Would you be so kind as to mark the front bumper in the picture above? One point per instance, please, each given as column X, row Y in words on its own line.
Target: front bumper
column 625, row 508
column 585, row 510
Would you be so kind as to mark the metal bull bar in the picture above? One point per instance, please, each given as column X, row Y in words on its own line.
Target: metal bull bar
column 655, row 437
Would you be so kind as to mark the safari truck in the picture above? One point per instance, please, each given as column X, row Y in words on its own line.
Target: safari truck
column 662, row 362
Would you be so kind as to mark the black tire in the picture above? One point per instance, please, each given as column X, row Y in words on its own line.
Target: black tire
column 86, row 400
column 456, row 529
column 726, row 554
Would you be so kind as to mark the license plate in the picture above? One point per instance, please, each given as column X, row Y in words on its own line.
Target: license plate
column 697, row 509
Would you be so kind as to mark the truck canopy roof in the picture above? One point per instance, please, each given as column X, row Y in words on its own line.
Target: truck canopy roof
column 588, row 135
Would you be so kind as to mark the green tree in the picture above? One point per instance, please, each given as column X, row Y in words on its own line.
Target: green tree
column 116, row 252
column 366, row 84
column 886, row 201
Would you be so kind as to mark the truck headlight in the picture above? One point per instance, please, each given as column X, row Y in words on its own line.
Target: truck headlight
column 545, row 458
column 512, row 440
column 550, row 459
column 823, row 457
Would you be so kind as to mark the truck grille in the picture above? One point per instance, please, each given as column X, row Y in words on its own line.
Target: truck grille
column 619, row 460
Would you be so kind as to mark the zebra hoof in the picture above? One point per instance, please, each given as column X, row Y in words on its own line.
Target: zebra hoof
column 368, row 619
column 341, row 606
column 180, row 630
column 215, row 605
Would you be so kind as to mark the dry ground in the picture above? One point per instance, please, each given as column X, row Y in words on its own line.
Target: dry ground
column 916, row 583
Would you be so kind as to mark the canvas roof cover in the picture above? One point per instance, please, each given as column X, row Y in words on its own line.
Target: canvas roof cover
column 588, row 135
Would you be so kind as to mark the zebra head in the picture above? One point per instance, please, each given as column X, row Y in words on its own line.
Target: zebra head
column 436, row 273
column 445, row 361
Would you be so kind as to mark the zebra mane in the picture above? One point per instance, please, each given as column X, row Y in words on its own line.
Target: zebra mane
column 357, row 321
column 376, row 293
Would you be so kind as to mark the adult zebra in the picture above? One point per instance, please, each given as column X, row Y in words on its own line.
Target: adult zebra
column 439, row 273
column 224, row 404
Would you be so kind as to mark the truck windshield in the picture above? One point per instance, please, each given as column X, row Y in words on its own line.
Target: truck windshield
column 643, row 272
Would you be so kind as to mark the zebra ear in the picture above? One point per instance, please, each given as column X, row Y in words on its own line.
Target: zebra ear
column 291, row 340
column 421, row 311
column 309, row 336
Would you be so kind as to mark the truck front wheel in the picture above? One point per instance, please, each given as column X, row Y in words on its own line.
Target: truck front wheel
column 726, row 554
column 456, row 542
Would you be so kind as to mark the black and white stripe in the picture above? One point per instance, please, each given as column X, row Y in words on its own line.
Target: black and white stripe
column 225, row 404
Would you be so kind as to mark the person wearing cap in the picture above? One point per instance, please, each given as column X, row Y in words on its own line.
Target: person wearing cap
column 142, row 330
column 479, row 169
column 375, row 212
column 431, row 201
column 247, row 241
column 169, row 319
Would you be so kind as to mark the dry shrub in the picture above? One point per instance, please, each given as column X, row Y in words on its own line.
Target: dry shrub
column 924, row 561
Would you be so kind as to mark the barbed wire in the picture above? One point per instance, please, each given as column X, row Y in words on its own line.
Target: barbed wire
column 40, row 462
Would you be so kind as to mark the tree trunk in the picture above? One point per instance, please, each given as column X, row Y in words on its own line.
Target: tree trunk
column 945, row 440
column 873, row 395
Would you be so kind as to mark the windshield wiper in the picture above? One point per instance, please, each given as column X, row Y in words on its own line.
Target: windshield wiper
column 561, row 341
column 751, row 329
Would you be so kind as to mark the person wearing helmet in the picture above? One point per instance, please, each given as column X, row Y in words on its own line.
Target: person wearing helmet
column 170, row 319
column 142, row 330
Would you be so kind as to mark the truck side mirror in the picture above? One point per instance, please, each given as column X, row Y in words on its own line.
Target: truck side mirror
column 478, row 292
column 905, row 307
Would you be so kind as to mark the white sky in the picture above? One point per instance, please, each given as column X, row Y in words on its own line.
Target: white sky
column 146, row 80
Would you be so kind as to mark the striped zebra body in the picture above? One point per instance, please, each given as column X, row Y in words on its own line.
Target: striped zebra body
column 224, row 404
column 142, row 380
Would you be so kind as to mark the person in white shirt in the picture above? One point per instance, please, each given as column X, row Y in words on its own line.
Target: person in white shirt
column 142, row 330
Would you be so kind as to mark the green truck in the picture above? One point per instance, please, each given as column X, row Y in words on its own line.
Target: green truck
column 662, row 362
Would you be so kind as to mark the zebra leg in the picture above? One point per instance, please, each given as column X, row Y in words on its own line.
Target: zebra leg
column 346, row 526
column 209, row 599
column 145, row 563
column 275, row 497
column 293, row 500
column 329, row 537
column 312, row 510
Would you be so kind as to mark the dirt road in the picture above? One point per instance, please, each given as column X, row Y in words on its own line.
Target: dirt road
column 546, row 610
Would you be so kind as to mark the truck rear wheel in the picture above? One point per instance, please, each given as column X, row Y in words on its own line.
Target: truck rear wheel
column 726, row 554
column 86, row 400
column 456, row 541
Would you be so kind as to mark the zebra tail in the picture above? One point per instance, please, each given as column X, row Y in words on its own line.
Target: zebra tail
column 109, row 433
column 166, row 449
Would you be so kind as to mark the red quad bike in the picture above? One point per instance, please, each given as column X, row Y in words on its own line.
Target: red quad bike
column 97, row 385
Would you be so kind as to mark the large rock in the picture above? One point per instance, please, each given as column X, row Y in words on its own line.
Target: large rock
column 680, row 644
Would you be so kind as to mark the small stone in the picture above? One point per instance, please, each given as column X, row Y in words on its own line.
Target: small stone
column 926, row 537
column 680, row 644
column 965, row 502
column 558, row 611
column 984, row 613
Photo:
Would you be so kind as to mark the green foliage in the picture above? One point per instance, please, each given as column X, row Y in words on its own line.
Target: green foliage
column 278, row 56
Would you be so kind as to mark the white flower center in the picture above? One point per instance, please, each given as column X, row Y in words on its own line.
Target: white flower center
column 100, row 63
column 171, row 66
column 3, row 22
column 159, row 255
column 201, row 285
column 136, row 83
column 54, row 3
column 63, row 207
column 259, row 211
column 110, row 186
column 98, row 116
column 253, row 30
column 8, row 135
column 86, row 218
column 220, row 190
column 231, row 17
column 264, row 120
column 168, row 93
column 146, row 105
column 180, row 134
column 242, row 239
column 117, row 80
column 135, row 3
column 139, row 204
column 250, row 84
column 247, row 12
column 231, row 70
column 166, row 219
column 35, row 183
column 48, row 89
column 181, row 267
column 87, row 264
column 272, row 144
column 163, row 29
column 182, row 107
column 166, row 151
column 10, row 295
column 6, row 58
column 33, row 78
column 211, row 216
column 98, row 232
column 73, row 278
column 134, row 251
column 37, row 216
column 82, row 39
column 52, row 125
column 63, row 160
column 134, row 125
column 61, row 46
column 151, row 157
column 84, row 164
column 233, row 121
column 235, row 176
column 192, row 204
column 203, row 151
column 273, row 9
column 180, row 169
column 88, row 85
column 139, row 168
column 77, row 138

TASK REQUIREMENTS: Retype exactly, and only, the lines above from the one where "Target: small stone" occurs up to and including the one where "Would you be so kind as to mark the white flower" occurs.

TASK SOLUTION:
Target: small stone
column 926, row 537
column 680, row 644
column 965, row 502
column 558, row 611
column 984, row 613
Photo:
Would you be so kind as to mark the green foliage in the picture above? One point per instance, please, each given as column X, row Y in words on its own line.
Target: green foliage
column 278, row 56
Would you be so kind as to mark the white flower center in the picture above? One point per instance, please, each given as column X, row Y in words on its own line.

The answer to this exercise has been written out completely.